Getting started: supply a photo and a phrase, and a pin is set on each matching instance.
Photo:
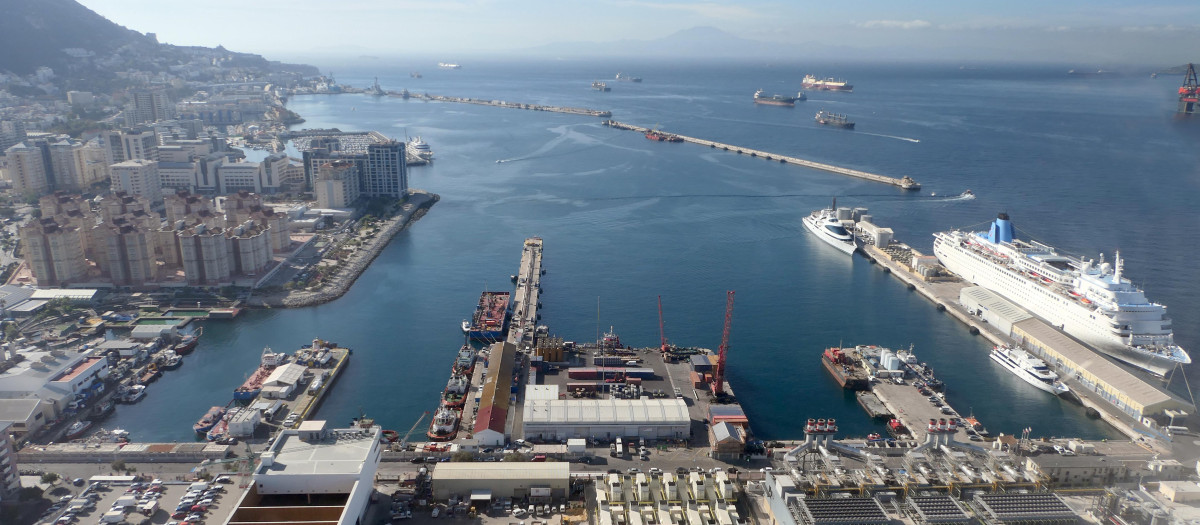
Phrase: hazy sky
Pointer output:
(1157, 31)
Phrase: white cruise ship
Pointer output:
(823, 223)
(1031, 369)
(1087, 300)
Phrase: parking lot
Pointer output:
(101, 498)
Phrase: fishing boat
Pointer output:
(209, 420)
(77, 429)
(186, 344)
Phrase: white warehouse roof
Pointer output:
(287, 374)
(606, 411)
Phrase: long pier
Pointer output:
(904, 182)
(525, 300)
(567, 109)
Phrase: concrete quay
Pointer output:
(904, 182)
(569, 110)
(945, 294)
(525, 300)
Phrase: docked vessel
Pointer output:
· · · · · · ·
#### Requirements:
Render the lines of the listing as a JSON list of strings, starting at the line containing "Phrase: fishing boat" and ending at the last line of the listing. Use one string per line and leave out blank lines.

#### Complete answer:
[
  "Phrase: fishing boat",
  "Pointer output:",
  "(209, 420)",
  "(77, 429)",
  "(186, 344)",
  "Phrase: white warehouse roof",
  "Pointer output:",
  "(287, 374)",
  "(606, 411)",
  "Phrase: long pier",
  "Pointer output:",
  "(904, 182)",
  "(525, 300)",
  "(567, 109)",
  "Phrase: concrete quay",
  "Pointer output:",
  "(904, 182)",
  "(569, 110)",
  "(945, 294)",
  "(525, 300)",
  "Phrase: docked vessel",
  "Pointer output:"
]